(EXPLORE THE MATERIAL)
• a. According to the Zika virus abstract, what system was used to express ZIKV proteins in Drosophila melanogaster in a tissue-specific manner?
• b. Using the Zika virus abstract, explain why understanding how ZIKV proteins disrupt development is considered worthwhile.

(PASSAGE)
-=-=-=-=-

Publication Date
2-1-2024
Journal
Disease Models & Mechanisms
DOI
10.1242/dmm.050297
PMID
38214058
PMCID
PMC10924231
PubMedCentral® Posted Date
2-28-2024
PubMedCentral® Full Text Version
Post-print
Published Open-Access
yes
Keywords
Animals, Zika Virus, Zika Virus Infection, Drosophila, Drosophila melanogaster, Microcephaly, Drosophila, Zika virus, Microcephaly, Virus-host targets, Degeneration
Abstract
In the past decade, Zika virus (ZIKV) emerged as a global public health concern. Although adult infections are typically mild, maternal infection can lead to adverse fetal outcomes. Understanding how ZIKV proteins disrupt development can provide insights into the molecular mechanisms of disease caused by this virus, which includes microcephaly. In this study, we generated a toolkit to ectopically express ZIKV proteins in vivo in Drosophila melanogaster in a tissue-specific manner using the GAL4/UAS system. We used this toolkit to identify phenotypes and potential host pathways targeted by the virus. Our work identified that expression of most ZIKV proteins caused scorable phenotypes, such as overall lethality, gross morphological defects, reduced brain size and neuronal function defects. We further used this system to identify strain-dependent phenotypes that may have contributed to the increased pathogenesis associated with the outbreak of ZIKV in the Americas in 2015. Our work demonstrates the use of Drosophila as an efficient in vivo model to rapidly decipher how pathogens cause disease and lays the groundwork for further molecular study of ZIKV pathogenesis in flies.

-=-=-=-=-

Stored data:
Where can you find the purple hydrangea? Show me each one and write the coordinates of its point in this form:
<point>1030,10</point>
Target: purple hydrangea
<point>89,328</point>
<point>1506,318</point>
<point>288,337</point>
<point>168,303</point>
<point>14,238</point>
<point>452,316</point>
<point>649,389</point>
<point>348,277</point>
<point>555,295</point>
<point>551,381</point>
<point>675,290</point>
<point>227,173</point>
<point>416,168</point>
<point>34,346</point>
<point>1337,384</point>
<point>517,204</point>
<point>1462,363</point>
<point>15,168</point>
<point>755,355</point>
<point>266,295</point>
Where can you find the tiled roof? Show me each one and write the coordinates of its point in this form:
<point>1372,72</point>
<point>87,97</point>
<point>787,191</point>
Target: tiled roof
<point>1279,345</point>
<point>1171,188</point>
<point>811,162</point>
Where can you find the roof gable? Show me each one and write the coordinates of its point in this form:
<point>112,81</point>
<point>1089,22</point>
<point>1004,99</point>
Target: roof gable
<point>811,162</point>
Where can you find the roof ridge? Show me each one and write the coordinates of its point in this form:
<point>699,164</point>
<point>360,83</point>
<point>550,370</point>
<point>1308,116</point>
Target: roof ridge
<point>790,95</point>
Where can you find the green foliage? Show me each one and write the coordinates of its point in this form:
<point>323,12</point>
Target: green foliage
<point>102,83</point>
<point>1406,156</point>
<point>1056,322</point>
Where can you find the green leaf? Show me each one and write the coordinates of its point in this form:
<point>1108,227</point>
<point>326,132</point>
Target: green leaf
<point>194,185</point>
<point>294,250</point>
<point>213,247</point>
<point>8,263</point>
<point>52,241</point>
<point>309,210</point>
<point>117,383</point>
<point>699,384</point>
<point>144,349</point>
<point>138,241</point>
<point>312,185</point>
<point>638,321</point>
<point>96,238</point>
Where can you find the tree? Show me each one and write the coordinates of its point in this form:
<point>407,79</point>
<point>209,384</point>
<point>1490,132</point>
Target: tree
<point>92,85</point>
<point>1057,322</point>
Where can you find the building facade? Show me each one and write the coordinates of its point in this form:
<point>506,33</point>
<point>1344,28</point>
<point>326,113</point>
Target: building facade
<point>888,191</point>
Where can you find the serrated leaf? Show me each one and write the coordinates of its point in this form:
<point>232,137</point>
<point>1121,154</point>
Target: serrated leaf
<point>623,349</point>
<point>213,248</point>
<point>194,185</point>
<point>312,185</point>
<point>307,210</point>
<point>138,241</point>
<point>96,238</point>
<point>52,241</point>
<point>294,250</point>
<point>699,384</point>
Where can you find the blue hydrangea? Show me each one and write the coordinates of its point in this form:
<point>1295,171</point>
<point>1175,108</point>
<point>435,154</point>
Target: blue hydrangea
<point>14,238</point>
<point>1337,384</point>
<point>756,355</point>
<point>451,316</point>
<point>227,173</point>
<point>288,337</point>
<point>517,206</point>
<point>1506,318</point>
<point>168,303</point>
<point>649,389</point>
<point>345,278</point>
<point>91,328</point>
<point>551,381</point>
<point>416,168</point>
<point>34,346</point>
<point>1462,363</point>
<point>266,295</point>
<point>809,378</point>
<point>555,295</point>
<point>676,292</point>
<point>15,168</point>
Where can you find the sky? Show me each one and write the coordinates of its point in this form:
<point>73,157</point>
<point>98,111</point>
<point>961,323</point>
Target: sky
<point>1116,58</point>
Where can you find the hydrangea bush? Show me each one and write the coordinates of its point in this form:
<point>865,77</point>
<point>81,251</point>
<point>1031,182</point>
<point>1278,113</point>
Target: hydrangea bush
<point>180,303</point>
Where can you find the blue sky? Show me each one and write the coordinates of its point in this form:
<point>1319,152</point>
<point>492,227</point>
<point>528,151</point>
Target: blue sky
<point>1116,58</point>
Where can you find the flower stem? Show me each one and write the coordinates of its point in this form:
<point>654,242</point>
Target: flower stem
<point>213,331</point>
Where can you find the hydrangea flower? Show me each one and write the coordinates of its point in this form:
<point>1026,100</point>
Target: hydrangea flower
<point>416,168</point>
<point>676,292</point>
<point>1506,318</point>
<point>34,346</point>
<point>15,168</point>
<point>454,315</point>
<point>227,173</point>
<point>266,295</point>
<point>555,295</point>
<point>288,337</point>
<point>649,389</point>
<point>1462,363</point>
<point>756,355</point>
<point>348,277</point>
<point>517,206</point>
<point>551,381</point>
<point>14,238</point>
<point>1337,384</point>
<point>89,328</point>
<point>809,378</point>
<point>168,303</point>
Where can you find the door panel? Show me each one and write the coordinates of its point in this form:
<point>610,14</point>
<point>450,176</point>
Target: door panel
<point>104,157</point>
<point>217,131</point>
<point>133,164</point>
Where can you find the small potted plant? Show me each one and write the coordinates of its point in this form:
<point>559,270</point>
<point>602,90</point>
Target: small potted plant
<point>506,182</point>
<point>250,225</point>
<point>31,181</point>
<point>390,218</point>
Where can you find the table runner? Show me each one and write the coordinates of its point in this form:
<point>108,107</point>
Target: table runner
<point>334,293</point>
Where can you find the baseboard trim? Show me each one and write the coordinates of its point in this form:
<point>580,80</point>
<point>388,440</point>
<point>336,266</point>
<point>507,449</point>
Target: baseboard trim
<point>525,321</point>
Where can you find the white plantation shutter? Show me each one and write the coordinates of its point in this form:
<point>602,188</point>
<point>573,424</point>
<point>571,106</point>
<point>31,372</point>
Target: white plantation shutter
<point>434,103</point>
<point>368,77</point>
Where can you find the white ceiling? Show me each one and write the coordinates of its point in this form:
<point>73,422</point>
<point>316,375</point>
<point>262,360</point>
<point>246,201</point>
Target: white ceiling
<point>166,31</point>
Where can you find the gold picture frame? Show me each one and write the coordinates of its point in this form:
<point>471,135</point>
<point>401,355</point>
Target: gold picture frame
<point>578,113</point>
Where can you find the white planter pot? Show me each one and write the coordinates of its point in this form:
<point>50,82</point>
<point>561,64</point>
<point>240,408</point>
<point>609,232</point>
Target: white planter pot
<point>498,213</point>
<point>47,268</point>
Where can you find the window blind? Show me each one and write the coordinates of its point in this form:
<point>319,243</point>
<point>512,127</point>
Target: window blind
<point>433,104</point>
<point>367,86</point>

-=-=-=-=-

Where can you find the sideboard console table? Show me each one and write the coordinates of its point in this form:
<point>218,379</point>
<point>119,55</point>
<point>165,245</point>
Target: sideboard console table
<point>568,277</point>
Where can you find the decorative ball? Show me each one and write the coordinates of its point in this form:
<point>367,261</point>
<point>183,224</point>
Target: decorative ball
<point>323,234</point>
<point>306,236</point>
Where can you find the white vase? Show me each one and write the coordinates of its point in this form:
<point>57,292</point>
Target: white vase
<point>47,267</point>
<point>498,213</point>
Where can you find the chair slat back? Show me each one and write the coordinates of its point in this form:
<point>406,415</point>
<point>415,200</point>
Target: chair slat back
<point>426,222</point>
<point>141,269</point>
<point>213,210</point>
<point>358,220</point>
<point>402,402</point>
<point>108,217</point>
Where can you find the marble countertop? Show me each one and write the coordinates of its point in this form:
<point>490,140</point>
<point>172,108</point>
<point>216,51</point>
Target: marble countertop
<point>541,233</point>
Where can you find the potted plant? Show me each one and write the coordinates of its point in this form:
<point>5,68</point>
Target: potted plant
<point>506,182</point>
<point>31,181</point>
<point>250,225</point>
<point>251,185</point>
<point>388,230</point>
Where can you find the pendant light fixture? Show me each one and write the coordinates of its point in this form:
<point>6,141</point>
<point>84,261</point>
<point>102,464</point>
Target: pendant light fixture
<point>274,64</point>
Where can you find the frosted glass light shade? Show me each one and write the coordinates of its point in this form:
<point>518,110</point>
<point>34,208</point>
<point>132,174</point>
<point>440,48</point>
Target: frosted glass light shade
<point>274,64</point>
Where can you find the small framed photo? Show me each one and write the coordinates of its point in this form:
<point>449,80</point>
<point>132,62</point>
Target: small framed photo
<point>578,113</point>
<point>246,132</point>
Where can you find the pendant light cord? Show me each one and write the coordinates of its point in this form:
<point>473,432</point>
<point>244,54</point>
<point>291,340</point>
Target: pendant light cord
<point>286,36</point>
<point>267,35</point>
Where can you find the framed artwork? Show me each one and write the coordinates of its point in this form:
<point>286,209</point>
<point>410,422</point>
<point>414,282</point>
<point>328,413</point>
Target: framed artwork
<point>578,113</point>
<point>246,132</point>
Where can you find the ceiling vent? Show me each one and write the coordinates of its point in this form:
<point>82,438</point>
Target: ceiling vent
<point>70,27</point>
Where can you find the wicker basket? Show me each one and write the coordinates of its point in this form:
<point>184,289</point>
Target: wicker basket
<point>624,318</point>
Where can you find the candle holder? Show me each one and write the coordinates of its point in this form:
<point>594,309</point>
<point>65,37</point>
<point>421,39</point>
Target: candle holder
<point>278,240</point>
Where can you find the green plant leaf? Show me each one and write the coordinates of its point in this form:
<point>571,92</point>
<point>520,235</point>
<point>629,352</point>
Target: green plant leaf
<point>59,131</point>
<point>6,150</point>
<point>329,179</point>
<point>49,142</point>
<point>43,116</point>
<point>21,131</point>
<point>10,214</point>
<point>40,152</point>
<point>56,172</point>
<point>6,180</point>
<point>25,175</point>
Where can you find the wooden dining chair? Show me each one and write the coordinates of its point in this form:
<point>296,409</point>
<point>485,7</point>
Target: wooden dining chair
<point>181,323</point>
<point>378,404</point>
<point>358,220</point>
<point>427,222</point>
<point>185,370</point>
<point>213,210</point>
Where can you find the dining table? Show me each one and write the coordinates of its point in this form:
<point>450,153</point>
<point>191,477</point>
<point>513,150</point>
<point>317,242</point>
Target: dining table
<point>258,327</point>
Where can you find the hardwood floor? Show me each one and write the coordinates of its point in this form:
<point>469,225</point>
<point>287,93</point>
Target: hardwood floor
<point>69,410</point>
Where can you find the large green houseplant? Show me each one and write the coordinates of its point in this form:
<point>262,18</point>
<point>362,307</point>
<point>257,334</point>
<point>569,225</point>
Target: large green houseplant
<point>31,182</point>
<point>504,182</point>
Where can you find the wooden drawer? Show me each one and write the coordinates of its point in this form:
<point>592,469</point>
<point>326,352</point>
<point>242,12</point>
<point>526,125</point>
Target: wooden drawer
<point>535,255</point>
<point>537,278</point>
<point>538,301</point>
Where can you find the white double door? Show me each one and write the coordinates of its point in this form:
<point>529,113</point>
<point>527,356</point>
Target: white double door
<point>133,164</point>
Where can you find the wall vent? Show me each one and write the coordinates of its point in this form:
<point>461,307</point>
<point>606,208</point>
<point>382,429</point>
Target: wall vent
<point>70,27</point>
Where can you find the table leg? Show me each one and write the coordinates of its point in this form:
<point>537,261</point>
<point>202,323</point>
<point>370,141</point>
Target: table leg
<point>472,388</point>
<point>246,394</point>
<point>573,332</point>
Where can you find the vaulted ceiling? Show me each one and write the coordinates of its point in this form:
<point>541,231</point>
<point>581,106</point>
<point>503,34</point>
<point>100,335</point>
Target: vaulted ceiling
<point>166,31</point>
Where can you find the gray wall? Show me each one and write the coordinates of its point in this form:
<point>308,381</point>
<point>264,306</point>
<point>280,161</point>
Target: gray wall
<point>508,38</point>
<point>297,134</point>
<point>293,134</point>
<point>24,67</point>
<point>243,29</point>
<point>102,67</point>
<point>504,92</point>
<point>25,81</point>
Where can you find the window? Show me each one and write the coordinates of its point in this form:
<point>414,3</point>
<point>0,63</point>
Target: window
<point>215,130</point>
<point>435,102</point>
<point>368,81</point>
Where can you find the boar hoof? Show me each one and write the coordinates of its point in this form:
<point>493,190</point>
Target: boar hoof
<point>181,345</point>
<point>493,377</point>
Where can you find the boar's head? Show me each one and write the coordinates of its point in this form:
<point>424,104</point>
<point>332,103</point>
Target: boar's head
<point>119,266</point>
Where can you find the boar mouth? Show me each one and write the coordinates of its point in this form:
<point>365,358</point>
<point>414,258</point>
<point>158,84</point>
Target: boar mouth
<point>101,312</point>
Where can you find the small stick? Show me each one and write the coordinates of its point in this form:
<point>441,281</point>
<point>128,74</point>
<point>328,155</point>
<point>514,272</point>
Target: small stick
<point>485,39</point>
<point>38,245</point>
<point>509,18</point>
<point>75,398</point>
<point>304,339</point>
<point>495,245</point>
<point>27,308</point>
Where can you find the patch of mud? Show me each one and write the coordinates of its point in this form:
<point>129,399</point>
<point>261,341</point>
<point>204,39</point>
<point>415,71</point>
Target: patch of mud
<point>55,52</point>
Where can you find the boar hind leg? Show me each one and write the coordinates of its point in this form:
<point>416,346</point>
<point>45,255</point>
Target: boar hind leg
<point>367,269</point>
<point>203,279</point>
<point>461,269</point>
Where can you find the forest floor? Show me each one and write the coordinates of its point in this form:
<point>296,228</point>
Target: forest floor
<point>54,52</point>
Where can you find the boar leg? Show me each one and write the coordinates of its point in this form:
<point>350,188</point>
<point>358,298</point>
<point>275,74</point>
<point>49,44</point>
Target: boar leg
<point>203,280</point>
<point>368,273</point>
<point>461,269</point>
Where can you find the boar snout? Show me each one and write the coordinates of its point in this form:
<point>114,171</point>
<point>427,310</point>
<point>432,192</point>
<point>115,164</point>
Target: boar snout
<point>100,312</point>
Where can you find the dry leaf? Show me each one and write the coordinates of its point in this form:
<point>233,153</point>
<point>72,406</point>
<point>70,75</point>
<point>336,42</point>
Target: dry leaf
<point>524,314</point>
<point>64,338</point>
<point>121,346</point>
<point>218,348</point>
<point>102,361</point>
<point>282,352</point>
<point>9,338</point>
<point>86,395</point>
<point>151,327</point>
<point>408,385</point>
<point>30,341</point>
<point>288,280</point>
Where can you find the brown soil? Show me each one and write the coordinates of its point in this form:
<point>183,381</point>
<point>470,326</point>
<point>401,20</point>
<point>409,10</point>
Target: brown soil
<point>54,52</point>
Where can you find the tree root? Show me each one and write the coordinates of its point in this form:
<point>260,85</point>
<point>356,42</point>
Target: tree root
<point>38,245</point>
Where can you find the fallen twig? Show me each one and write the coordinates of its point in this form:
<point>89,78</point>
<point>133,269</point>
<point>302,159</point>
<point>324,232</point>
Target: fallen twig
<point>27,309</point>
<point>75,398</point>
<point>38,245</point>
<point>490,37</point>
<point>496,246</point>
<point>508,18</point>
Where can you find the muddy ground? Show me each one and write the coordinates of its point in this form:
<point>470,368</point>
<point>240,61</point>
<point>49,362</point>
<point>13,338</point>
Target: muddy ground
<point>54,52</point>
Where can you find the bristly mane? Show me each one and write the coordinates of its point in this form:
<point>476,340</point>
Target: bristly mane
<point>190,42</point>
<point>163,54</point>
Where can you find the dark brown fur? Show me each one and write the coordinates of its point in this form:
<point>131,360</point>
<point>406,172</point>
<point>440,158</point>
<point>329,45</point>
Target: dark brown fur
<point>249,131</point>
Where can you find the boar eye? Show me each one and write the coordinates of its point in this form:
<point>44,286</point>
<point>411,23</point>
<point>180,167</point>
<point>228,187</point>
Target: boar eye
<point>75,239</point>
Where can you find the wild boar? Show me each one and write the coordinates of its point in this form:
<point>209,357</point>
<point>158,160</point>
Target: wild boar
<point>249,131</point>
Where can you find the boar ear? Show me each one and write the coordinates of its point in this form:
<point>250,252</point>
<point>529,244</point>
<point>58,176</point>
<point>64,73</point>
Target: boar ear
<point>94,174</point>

-=-=-=-=-

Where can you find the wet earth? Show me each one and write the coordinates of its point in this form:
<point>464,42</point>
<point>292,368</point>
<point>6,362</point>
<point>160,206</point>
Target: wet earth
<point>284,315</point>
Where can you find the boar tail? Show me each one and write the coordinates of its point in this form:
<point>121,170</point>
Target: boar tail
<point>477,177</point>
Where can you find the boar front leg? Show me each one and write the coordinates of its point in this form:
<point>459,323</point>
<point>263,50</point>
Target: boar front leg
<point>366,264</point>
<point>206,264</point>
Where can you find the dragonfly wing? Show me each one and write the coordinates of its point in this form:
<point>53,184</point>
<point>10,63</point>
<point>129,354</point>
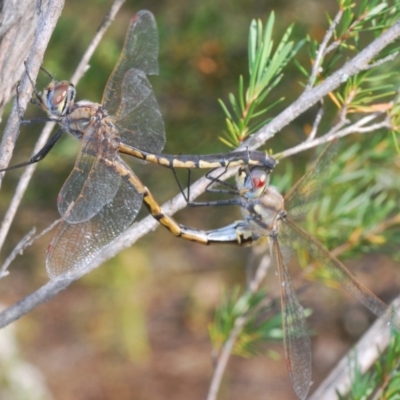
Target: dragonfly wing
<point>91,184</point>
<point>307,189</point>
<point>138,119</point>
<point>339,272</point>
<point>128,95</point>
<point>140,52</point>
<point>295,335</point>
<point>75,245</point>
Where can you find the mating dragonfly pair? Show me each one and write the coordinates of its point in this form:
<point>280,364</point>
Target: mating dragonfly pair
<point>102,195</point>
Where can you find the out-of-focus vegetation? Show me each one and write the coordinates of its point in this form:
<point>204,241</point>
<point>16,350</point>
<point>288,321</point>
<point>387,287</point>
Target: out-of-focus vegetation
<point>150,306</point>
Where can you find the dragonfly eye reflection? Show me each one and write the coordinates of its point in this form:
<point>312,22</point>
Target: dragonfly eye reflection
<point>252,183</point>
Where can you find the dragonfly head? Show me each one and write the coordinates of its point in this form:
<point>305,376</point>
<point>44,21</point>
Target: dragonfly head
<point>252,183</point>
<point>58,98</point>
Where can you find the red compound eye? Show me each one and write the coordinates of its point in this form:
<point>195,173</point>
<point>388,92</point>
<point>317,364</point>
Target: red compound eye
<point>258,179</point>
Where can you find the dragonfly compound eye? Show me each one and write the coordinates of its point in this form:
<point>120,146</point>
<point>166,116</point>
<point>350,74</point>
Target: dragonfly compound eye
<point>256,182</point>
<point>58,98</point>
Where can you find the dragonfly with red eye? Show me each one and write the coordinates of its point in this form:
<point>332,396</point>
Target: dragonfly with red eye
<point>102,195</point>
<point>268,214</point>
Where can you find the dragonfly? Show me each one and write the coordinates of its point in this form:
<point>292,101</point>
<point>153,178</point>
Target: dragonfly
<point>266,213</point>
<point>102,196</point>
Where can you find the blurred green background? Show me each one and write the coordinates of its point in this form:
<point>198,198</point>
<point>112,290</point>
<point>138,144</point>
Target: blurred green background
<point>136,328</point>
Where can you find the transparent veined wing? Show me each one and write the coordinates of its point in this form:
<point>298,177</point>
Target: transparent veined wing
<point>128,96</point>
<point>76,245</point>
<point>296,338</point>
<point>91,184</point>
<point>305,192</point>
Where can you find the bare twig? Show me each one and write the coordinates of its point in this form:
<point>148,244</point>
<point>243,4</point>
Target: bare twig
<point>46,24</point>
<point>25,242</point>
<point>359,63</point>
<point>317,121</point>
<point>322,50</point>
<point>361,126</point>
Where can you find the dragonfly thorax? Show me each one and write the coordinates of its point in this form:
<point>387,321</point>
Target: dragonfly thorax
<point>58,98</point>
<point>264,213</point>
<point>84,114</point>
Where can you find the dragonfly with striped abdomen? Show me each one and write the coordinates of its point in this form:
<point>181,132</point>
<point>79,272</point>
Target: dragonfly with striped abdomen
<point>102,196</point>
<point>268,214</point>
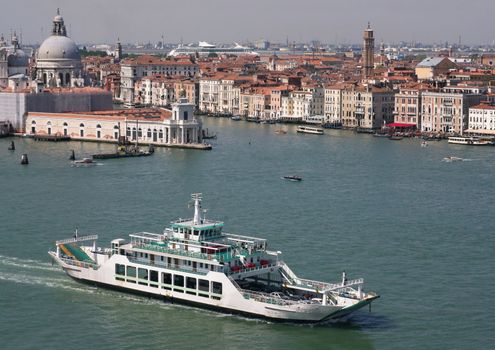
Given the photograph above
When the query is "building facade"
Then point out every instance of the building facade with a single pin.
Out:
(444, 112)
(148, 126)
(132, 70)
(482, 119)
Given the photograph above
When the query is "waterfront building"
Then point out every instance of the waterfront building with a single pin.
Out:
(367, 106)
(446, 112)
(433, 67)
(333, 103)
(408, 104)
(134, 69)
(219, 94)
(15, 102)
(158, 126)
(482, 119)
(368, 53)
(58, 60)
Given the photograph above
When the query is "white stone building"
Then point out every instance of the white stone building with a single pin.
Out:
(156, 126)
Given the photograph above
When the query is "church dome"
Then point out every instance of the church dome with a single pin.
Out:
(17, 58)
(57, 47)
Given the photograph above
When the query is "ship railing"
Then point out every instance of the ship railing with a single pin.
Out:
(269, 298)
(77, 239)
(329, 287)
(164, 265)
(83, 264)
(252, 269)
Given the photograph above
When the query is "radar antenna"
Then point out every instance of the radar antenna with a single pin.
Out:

-=-=-=-=-

(YOUR WRITTEN ANSWERS)
• a. The GAL4/UAS system.

• b. Understanding how ZIKV proteins disrupt development can give insight into the molecular mechanisms of disease caused by the virus, which includes microcephaly.